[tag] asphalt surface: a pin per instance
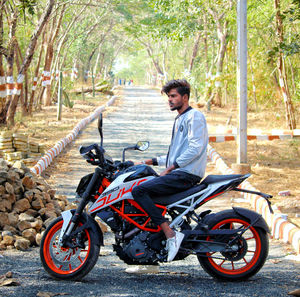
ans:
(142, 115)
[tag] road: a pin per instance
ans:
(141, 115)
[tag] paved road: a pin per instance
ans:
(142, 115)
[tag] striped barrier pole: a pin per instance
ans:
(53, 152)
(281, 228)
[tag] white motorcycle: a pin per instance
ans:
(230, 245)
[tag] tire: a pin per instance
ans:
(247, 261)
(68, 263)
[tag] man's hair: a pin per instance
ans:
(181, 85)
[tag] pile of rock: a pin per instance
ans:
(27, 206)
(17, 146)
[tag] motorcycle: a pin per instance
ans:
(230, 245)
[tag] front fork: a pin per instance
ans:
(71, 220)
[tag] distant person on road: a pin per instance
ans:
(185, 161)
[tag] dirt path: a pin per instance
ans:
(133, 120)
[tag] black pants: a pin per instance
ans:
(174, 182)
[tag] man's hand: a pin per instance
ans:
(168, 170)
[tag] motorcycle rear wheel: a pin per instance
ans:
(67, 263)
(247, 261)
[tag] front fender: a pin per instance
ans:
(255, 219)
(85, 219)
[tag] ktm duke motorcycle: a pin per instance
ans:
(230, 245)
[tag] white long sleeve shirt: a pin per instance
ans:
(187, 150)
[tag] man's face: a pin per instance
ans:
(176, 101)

Task statement ->
Each line containing the word "motorcycle" needs to be copied from the data above.

Result for this exercise ->
[tag] white motorcycle: a pin per instance
[tag] motorcycle: a pin per instance
[tag] motorcycle rear wheel: a pin per instance
[tag] ktm duke motorcycle: a pin per instance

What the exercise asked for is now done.